#### Records to use
+++++

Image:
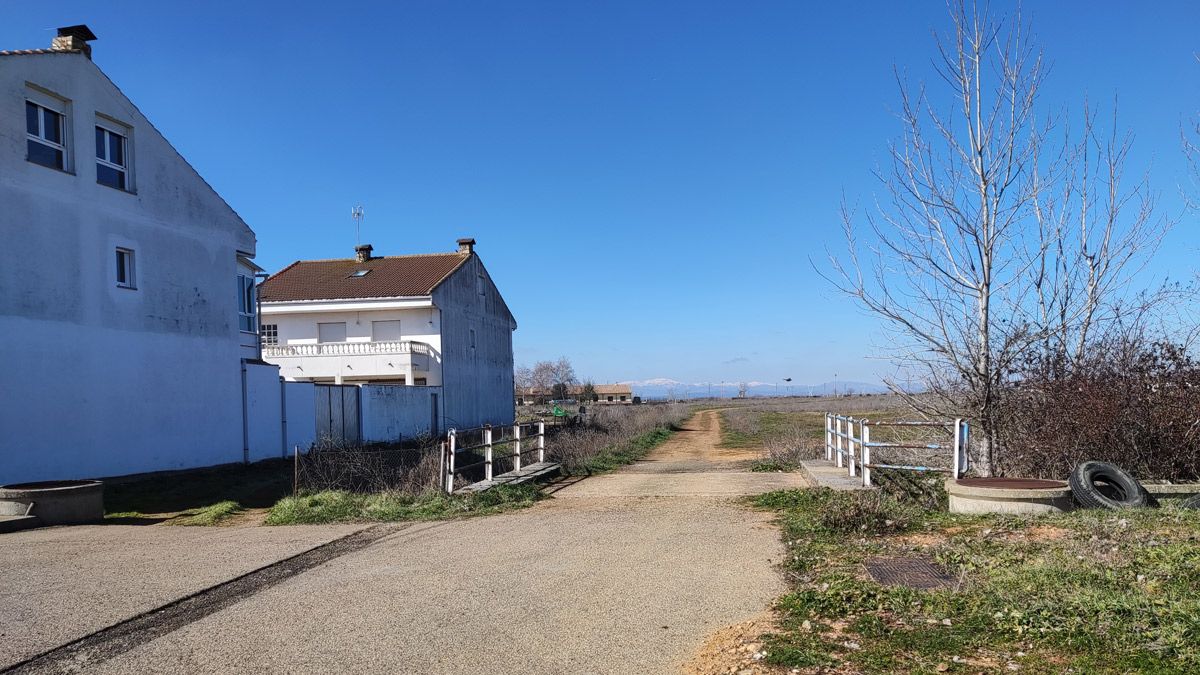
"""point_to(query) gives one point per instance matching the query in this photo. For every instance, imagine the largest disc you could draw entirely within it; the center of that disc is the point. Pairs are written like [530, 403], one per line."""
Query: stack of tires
[1099, 484]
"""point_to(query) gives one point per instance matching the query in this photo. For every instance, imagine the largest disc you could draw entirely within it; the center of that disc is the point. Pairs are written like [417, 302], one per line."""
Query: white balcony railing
[346, 348]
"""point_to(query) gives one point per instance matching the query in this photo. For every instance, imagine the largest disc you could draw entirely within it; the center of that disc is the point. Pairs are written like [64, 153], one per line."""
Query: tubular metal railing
[849, 444]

+++++

Return the lines of all the records above verbatim, leaving out the pictures.

Image:
"""point_to(query) gives one point per instance matching the query in this photo. For every instance, imagine the largest disc you could draw entirely within it; the center of that disc is the point. Pairs are written like [530, 403], one per line."""
Query: stack of tires
[1099, 484]
"""point_to(query) gives one point per instance matching the query in this photo. For every instance, imagine the largest disc you could draw entirely within it; the center of that disc is the point. Pairs are written like [417, 302], one per line."""
Query: white balcony railing
[346, 348]
"""point_to(query) gives one point per instance matching the query in this photo. For every instance, imagine the largest disc you could draw entirely within it; the center of that disc is the point. Pairs are written like [64, 153], one per line."""
Query: tubular metal railing
[849, 444]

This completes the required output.